O trabalho não era sentido como uma obrigação imposta’ do exterior, em tensão muito menos esgotante que o trabalho na sociedade capitalista actual, e isto porque estava em maior escala sujeito aos ritmos próprios do organismo humano e aos ritmos da natureza. O número de dias de trabalho raramente ultrapassava 150 ou 200 por ano, enquanto que na sociedade capitalista aproxima-se perigosamente dos 300 e ultrapassa-os algumas vezes. Em seguida, porque subsiste a unidade entre o produtor, o produto e o consumo, porque o produtor, geralmente produzia para o seu próprio uso, ou para o dos seus próximos, e o trabalho conservava então um aspecto directamente funcional. A alienação moderna nasce, sobretudo da separação do produtor e do produto o que é por sua vez resultado da divisão do trabalho e resultado da produção de mercadorias, isto é, do trabalho para um mercado, para um consumidor desconhecido, e não para consumo do próprio produtor.

● ● ● ● ● ● ●

**ENUNCIADO A:**
Diga se cada uma das afirmações seguintes concorda com o trecho sobre o trabalho e a alienação, respondendo sim ou não e citando literalmente as palavras do trecho que o decidem. (i) Na sociedade capitalista, o número de dias de trabalho por ano chega por vezes a passar de 300. (ii) O trabalho era sentido como mais esgotante do que na sociedade capitalista actual. (iii) A alienação moderna nasce sobretudo da separação entre o produtor e o produto.
**ENUNCIADO B:**
Escreva, por favor, a continuação do trecho sobre o trabalho e a alienação, a partir da última frase apresentada.
A listagem provém de outra fonte.

● ● ● ● ● ● ●

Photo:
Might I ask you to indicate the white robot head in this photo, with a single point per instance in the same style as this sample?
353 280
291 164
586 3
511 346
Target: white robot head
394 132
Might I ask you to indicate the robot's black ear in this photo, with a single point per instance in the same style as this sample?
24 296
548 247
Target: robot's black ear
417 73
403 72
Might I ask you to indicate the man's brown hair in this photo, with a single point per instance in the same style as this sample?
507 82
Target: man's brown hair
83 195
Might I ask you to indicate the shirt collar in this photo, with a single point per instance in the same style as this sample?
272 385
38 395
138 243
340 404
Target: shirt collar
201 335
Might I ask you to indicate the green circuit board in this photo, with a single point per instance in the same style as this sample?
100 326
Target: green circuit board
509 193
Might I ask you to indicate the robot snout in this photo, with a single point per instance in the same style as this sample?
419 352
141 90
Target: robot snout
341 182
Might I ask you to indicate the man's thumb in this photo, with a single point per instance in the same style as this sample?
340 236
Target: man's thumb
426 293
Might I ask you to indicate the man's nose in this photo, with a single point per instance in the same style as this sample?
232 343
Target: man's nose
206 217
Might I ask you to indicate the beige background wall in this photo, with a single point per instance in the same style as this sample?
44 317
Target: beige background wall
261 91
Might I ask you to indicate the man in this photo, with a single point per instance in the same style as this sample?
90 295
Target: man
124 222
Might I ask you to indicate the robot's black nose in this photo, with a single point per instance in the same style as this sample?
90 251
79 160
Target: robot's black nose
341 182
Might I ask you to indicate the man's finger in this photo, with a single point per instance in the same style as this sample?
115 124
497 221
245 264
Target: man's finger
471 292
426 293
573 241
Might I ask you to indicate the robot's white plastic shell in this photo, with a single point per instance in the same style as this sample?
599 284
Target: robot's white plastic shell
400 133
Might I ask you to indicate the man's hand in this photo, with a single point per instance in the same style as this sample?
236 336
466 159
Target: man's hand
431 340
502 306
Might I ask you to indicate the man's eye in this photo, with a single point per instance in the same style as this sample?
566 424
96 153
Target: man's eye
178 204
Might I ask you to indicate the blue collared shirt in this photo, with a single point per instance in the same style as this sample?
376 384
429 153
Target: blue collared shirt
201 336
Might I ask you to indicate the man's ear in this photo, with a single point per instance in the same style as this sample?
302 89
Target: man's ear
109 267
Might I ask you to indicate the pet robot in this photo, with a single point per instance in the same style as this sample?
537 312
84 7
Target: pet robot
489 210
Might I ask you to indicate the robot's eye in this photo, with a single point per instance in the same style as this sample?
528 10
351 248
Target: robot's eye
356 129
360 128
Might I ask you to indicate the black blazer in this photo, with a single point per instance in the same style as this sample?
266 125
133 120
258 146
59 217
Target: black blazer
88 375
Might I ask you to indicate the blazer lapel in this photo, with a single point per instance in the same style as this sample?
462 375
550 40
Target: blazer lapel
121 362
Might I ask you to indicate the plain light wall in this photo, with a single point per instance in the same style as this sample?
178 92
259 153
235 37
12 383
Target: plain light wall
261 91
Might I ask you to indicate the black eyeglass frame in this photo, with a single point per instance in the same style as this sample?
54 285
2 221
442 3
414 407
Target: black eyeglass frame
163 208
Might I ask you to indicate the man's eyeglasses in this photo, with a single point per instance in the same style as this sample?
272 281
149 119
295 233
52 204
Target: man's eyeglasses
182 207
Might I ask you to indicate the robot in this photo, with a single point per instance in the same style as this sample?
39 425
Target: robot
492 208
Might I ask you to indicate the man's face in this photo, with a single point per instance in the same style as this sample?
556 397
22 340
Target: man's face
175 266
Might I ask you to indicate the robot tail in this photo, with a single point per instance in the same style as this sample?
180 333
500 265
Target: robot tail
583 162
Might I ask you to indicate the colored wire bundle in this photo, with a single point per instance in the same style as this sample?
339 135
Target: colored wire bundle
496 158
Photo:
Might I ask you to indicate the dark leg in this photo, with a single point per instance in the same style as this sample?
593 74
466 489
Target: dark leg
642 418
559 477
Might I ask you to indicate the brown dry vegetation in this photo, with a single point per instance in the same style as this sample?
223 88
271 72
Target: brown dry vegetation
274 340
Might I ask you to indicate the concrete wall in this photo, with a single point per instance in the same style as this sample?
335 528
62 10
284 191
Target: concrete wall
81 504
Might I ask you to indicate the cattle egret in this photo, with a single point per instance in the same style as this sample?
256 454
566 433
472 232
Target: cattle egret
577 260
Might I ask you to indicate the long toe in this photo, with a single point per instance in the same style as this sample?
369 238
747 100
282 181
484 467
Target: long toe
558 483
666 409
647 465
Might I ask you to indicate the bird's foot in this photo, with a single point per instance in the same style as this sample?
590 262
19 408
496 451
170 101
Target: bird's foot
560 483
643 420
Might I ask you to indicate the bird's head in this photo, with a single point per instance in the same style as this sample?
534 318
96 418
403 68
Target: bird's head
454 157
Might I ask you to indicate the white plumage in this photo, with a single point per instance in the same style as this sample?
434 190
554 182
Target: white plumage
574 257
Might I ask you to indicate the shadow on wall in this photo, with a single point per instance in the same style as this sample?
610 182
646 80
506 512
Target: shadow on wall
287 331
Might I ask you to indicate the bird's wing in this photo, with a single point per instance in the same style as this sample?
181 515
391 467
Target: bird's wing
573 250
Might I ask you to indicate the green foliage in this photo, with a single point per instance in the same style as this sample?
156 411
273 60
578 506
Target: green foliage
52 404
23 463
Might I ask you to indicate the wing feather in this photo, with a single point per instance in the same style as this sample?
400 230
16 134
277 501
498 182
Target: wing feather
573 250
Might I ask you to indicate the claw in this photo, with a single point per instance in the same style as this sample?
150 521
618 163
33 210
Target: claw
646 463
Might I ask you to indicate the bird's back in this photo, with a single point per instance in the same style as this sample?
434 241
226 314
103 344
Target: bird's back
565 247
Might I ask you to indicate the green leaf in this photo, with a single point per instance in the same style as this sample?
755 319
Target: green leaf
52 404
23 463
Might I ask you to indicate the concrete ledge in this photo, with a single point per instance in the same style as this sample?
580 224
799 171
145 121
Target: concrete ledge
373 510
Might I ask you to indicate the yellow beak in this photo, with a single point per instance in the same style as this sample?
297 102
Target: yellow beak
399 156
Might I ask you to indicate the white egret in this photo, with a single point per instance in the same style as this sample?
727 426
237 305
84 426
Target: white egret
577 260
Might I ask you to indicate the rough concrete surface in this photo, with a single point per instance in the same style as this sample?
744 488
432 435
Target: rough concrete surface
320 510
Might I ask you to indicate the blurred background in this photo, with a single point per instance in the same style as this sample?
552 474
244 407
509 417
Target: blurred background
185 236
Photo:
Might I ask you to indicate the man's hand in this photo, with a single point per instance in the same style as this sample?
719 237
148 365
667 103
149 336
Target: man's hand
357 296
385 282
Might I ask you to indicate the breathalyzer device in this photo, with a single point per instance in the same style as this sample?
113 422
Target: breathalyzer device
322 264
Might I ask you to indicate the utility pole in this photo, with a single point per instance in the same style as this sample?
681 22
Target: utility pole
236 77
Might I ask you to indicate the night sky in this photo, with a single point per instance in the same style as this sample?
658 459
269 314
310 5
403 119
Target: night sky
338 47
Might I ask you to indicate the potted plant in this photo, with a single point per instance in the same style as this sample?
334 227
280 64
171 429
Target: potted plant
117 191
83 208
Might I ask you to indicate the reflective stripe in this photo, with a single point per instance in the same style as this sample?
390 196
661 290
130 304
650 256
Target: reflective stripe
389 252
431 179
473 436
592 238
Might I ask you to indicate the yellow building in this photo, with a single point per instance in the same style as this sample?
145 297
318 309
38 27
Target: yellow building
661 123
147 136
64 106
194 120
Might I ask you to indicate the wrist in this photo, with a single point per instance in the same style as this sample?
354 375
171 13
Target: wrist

● ● ● ● ● ● ●

**RESULTADO FINAL A:**
(i) Sim: "aproxima-se perigosamente dos 300 e ultrapassa-os algumas vezes"
(ii) Não: "em tensão muito menos esgotante que o trabalho na sociedade capitalista actual"
(iii) Sim: "A alienação moderna nasce, sobretudo da separação do produtor e do produto"

**RESULTADO FINAL B:**
O reverso da medalha, é que uma sociedade produzindo unicamente valores de uso, uma sociedade produzindo unicamente bens para o consumo imediato dos seus produtores foi sempre no passado uma sociedade extremamente pobre. Portanto é uma sociedade que não está apenas submetida aos caprichos das forças da natureza, mas também a uma sobriedade que limita aos extremos as necessidades humanas, na medida em que é pobre e dispõe apenas de uma gama limitada de produtos. As necessidades não são senão muito parcialmente qualquer coisa de inato no homem. Há uma interação constante entre a produção e as necessidades, entre o desenvolvimento das forças produtivas e o aparecimento das necessidades. Apenas numa sociedade que desenvolve ao mais alto grau a produção do trabalho e que desenvolve uma gama infinita de produtos, o homem pode também conhecer o desenvolvimento contínuo das suas necessidades, o desenvolvimento de todas as suas potencialidades infindas, o desenvolvimento integral da sua humanidade.

4. A LEI DO VALOR

Uma das consequências do aparecimento e da generalização progressiva da produção de mercadorias é que o próprio trabalho começa a tomar-se em qualquer coisa regular, numa coisa medida, quer dizer que o próprio trabalho deixa de ser uma actividade integrada nos ritmos da natureza, conforme os ritmos fisiológicos próprios do homem.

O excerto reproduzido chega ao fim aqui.